— Start Stored data —

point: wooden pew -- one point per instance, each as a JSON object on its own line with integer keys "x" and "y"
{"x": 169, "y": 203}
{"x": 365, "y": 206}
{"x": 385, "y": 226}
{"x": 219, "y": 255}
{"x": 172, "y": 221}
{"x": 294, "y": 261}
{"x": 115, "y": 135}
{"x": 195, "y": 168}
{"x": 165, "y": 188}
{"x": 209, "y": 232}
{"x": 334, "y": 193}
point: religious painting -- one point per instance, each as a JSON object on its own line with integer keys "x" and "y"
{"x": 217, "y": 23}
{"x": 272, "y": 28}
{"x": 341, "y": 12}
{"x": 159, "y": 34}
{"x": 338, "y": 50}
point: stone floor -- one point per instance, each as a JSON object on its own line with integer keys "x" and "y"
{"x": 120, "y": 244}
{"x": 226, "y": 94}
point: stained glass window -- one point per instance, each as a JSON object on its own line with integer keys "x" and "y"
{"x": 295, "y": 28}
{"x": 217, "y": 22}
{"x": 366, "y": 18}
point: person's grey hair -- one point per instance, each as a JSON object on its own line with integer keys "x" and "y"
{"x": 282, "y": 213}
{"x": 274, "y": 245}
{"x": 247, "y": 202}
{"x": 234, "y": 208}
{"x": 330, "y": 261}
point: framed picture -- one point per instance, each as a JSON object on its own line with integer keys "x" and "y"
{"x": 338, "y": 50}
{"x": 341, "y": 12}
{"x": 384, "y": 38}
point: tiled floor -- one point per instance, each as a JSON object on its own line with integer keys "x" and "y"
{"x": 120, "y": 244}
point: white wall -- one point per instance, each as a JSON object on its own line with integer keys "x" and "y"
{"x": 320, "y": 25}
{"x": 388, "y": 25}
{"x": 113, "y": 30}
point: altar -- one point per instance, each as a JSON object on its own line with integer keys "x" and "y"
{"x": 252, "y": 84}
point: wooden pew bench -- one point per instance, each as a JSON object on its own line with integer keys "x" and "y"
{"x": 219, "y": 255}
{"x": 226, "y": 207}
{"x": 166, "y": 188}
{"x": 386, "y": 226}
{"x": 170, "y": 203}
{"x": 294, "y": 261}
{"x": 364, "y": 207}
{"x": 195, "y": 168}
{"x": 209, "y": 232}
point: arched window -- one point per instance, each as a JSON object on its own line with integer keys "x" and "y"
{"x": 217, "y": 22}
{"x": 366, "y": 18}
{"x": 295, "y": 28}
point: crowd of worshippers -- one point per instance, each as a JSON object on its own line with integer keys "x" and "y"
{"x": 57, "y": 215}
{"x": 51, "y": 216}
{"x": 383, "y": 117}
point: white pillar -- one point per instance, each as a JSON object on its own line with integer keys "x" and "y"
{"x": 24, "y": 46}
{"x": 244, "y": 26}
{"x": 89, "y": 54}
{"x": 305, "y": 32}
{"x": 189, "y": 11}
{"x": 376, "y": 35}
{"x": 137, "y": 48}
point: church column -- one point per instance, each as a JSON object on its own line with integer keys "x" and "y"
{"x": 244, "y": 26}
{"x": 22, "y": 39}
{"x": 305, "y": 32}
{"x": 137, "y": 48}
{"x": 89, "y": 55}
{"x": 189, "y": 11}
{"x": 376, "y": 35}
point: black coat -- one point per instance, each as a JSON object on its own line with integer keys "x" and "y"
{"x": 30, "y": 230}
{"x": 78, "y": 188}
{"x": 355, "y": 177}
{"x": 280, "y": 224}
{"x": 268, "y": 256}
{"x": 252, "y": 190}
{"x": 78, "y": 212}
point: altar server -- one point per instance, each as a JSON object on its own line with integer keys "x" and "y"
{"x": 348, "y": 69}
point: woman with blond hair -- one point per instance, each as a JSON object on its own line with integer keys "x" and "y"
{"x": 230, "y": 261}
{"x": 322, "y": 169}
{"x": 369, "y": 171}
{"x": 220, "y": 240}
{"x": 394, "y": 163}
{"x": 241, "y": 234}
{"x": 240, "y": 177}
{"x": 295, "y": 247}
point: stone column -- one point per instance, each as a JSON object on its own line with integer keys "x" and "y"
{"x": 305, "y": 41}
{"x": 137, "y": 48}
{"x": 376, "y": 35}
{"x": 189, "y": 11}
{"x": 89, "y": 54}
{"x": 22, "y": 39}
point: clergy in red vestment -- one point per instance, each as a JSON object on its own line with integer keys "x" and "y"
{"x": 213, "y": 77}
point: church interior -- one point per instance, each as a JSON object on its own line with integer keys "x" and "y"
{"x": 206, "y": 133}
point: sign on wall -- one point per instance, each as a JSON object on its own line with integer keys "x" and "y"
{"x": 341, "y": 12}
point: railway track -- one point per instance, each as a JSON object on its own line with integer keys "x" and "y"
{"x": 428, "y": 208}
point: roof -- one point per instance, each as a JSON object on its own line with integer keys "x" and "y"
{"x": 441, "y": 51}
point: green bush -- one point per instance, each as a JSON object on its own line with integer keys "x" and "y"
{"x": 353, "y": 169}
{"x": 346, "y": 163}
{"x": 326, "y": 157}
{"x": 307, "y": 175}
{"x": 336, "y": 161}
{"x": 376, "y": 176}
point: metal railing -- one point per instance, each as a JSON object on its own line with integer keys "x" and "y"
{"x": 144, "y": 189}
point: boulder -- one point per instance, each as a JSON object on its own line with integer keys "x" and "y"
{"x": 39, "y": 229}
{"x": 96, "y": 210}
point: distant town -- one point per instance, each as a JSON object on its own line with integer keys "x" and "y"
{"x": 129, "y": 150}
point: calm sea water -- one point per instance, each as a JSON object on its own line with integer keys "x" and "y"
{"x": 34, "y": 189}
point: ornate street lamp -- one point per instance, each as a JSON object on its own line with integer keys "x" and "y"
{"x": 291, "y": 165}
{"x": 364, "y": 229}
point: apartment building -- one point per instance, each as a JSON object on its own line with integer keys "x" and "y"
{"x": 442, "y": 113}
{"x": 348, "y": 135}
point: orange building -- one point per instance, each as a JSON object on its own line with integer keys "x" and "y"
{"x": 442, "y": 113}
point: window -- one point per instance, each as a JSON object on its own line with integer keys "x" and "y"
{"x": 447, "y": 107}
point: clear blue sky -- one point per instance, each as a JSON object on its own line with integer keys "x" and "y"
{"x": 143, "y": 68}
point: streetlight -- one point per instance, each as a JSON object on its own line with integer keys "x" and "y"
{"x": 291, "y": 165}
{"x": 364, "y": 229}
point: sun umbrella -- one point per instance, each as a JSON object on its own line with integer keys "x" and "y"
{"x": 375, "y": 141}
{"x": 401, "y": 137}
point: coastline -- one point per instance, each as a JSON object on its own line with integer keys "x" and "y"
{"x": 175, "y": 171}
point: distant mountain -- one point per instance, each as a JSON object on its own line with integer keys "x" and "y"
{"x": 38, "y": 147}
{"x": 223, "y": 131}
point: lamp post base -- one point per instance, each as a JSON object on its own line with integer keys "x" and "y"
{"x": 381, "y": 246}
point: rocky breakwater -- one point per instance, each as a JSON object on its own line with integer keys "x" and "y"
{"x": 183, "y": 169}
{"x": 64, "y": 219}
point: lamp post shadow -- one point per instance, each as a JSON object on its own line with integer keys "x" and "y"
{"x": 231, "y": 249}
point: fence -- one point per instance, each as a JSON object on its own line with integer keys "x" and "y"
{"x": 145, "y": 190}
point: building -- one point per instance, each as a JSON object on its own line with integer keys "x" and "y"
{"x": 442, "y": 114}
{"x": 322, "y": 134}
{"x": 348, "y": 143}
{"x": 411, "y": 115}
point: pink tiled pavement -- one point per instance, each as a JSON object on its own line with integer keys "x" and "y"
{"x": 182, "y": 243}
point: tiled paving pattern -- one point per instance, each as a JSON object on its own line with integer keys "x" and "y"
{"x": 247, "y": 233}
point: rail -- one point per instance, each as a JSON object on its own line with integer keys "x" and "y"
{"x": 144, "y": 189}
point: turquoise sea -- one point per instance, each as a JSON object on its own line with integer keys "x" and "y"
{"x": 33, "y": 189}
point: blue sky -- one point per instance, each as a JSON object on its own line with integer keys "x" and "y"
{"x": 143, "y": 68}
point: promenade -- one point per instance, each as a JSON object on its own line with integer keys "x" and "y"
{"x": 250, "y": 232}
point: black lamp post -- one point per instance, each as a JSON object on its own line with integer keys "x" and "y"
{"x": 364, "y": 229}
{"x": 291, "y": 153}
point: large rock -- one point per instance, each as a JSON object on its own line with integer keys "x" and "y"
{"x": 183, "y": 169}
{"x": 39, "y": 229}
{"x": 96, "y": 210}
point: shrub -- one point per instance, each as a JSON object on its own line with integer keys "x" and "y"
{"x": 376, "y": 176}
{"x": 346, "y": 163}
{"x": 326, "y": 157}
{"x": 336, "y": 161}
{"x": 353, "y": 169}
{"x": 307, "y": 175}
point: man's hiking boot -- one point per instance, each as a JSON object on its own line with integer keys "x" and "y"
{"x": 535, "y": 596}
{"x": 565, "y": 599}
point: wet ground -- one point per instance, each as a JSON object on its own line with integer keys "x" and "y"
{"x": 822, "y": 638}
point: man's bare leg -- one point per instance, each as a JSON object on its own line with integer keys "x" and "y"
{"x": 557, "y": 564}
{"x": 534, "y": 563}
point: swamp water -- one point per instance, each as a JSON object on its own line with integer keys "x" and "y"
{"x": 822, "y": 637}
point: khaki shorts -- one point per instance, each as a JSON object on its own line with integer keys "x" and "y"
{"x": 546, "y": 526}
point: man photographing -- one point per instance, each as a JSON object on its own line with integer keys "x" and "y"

— End Stored data —

§ Exercise details:
Copy out exactly the lines between the line with "point: wet ground" and the last line of the entries, counting both of those lines.

§ Final result:
point: wet ground -- one point per instance, each as a JSON object on its own line with integer keys "x" and "y"
{"x": 822, "y": 638}
point: man's bare leg -- one point per instance, each as a JSON object on its own line with integer keys "x" and "y"
{"x": 557, "y": 564}
{"x": 534, "y": 563}
point: swamp water -- one point per instance, each as a JSON object on its own line with integer keys "x" and "y"
{"x": 822, "y": 637}
point: khaki shorts -- one point per instance, each as a JSON object on its own line with integer keys "x" and "y"
{"x": 546, "y": 526}
point: man photographing -- one point per instance, each as a JSON object on its own line with integer keys "x" and "y"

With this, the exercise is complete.